DATA FOR PROCESSING
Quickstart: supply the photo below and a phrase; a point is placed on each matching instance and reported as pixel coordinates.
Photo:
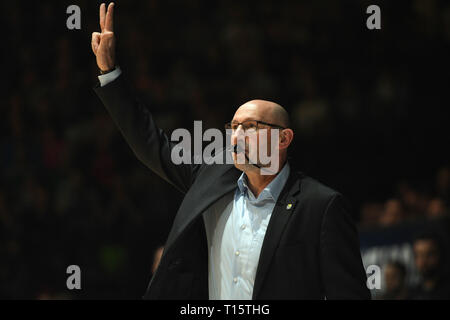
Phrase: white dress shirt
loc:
(235, 227)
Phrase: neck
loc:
(257, 181)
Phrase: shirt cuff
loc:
(109, 77)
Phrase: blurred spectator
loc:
(436, 208)
(430, 261)
(395, 281)
(393, 213)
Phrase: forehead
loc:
(252, 111)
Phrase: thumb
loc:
(95, 42)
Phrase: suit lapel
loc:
(283, 209)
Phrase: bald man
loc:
(240, 233)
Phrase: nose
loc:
(238, 131)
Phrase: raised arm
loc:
(149, 143)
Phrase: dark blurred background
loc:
(369, 108)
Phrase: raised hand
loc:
(104, 43)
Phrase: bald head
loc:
(263, 110)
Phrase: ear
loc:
(286, 137)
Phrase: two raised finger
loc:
(106, 17)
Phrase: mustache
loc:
(238, 148)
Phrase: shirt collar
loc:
(273, 189)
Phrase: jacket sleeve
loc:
(149, 143)
(343, 274)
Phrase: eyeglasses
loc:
(250, 125)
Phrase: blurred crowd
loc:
(369, 110)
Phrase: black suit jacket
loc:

WHAT IS EXPECTED
Please rewrite the records above as a numbered list, leaving out blank lines and the pictures.

THE OUTPUT
1. Quickstart: supply the photo below and a phrase; a point is placed on each matching instance and reported as pixel coordinates.
2. Photo:
3. Phrase: white dress shirt
4. loc:
5. (235, 227)
6. Phrase: neck
7. loc:
8. (257, 181)
9. Phrase: shirt cuff
10. loc:
11. (109, 77)
12. Phrase: blurred spectator
13. loc:
14. (436, 208)
15. (430, 261)
16. (395, 281)
17. (393, 213)
18. Phrase: forehead
19. loc:
20. (252, 111)
21. Phrase: thumb
22. loc:
23. (95, 42)
24. Phrase: suit lapel
25. loc:
26. (283, 209)
27. Phrase: bald man
28. loc:
29. (240, 233)
30. Phrase: nose
31. loc:
32. (238, 131)
33. Phrase: raised arm
34. loc:
35. (149, 143)
36. Phrase: dark blurred background
37. loc:
38. (369, 108)
39. Phrase: raised hand
40. loc:
41. (104, 43)
42. Phrase: bald head
43. loc:
44. (263, 110)
45. Phrase: ear
46. loc:
47. (286, 137)
48. Phrase: two raised finger
49. loc:
50. (106, 17)
51. Phrase: mustache
52. loc:
53. (238, 148)
54. Phrase: shirt collar
55. loc:
56. (273, 189)
57. Phrase: jacket sleeve
58. loc:
59. (149, 143)
60. (343, 274)
61. Phrase: eyeglasses
62. loc:
63. (250, 125)
64. Phrase: blurred crowd
65. loc:
66. (369, 110)
67. Phrase: black suit jacket
68. loc:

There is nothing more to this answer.